Passage given:

# Can you track trains????



## swetam143 (Nov 2, 2017)

I was wondering how can you track a train (freight or normal) and when is it arriving to its destination? Is there an app for that? Thanks for answering.


----------



## chakk (Nov 2, 2017)

Amtrak passenger trains can be tracked on the Amtrak website. I think the Union Pacific Raillroad website has some means of tracking particular shipments, but I don't know about any specific trains that those shipments might be on.


----------



## TinCan782 (Nov 2, 2017)

Try "ATCS" ... at Yahoo here ...

https://groups.yahoo.com/neo/groups/ATCS_Monitor/info

Here's a Youtube showing it ...



I've never used it so, can't offer any help beyond what you could find on the internet.


----------



## railiner (Nov 2, 2017)

Welcome to AU!

Trains are somewhat unique in the transportation business....unlike other modes, they operate on fixed guideways, (tracks), owned for the most part, by their operators. While their operators have proprietory means of monitoring their location, such as in the above example, in general their is no public access to that information. There are some webcams, and scanner's that monitor them in various location's, owned by other's, and uploaded to the internet.

Given problem 1:
Do these statements agree with the forum thread on tracking trains? For each, answer yes or no and quote the deciding words of the thread.
(a) Amtrak passenger trains can be followed on Amtrak's own website.
(b) TinCan782 has personally used ATCS.
(c) Railroad operators generally make their train location data available to the public.

Data supplied:
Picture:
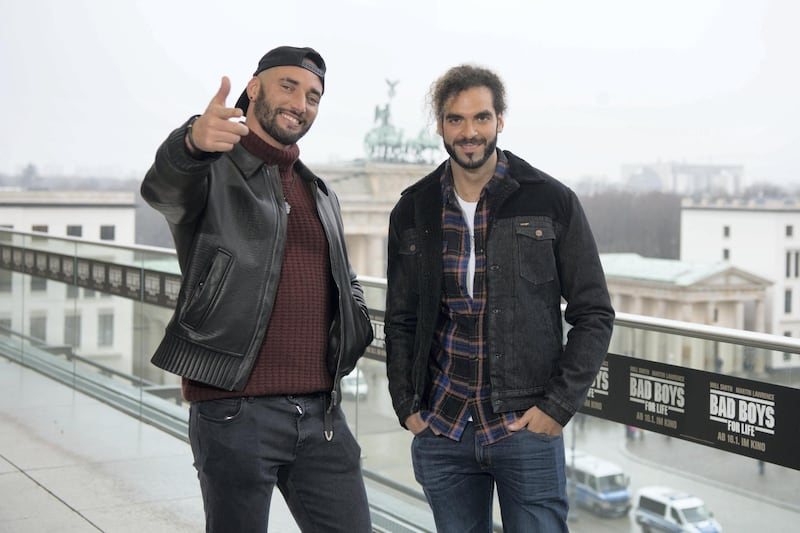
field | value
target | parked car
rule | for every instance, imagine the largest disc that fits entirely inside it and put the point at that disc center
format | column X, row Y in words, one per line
column 354, row 385
column 598, row 485
column 665, row 509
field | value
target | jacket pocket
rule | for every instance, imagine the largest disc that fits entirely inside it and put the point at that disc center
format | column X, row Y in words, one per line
column 535, row 238
column 408, row 242
column 207, row 290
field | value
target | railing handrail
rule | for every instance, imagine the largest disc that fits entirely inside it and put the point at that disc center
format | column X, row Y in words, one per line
column 766, row 341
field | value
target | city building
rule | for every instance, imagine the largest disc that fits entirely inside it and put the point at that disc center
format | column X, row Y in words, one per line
column 684, row 178
column 713, row 293
column 94, row 325
column 759, row 236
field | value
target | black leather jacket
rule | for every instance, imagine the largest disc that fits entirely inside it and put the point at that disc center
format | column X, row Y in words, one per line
column 229, row 226
column 539, row 250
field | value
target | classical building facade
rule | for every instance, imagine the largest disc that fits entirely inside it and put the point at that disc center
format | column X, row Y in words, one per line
column 760, row 236
column 367, row 192
column 714, row 293
column 93, row 324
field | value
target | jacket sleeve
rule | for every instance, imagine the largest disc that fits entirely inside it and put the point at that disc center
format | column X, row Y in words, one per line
column 176, row 184
column 400, row 322
column 588, row 312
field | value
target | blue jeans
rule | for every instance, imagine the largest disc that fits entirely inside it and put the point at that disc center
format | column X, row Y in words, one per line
column 459, row 479
column 244, row 447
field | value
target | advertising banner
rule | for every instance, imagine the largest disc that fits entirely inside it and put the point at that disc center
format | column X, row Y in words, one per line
column 743, row 416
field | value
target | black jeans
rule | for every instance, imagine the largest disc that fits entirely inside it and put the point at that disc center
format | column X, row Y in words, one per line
column 243, row 447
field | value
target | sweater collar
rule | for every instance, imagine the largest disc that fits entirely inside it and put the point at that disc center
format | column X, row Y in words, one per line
column 268, row 153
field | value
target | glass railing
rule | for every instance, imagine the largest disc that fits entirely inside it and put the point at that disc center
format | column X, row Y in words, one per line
column 703, row 410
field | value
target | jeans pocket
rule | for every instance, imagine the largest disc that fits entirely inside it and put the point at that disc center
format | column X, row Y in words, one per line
column 219, row 411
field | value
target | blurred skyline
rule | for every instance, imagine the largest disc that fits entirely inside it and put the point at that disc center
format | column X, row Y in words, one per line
column 92, row 87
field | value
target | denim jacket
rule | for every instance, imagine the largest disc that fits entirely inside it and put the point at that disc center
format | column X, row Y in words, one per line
column 539, row 250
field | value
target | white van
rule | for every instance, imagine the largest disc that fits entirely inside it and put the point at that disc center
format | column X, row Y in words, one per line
column 596, row 484
column 664, row 509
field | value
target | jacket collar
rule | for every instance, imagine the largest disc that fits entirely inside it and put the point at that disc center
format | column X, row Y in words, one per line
column 520, row 171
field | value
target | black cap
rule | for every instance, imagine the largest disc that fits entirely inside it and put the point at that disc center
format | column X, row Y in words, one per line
column 287, row 56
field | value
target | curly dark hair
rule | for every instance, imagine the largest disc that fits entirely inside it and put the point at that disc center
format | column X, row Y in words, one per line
column 461, row 78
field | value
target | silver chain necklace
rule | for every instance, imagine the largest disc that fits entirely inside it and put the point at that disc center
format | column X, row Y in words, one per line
column 287, row 194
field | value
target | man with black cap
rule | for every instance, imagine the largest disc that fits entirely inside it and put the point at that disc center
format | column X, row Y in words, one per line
column 270, row 315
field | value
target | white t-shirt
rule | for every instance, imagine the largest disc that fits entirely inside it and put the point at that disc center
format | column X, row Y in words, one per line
column 468, row 211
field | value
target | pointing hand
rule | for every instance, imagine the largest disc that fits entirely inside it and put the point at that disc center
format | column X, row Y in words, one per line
column 213, row 131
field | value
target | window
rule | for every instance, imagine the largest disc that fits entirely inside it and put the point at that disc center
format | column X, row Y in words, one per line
column 105, row 329
column 107, row 233
column 37, row 328
column 38, row 284
column 75, row 231
column 797, row 264
column 5, row 280
column 787, row 356
column 41, row 228
column 72, row 330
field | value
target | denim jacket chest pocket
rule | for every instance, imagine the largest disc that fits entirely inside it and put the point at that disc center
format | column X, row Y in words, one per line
column 535, row 241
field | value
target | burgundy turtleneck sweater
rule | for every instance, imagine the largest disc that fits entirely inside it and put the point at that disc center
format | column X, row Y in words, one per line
column 292, row 355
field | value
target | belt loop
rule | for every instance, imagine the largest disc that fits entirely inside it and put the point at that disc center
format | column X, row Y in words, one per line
column 327, row 418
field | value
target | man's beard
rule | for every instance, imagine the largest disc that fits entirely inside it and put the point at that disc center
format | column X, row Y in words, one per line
column 267, row 117
column 471, row 163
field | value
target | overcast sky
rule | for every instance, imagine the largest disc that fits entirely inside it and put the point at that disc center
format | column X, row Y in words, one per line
column 91, row 87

Given problem 2: Reproduce the records from their first line through the line containing "column 665, row 509", inclusive. Leave the pictures out.

Problem solution 1:
(a) Yes: "Amtrak passenger trains can be tracked on the Amtrak website."
(b) No: "I've never used it so, can't offer any help beyond what you could find on the internet."
(c) No: "in general their is no public access to that information."

Problem solution 2:
Picture:
field | value
target | parked car
rule | for every instance, imagine the largest disc that fits entirely inside it and put the point at that disc center
format | column X, row Y in words, one per line
column 354, row 385
column 598, row 485
column 665, row 509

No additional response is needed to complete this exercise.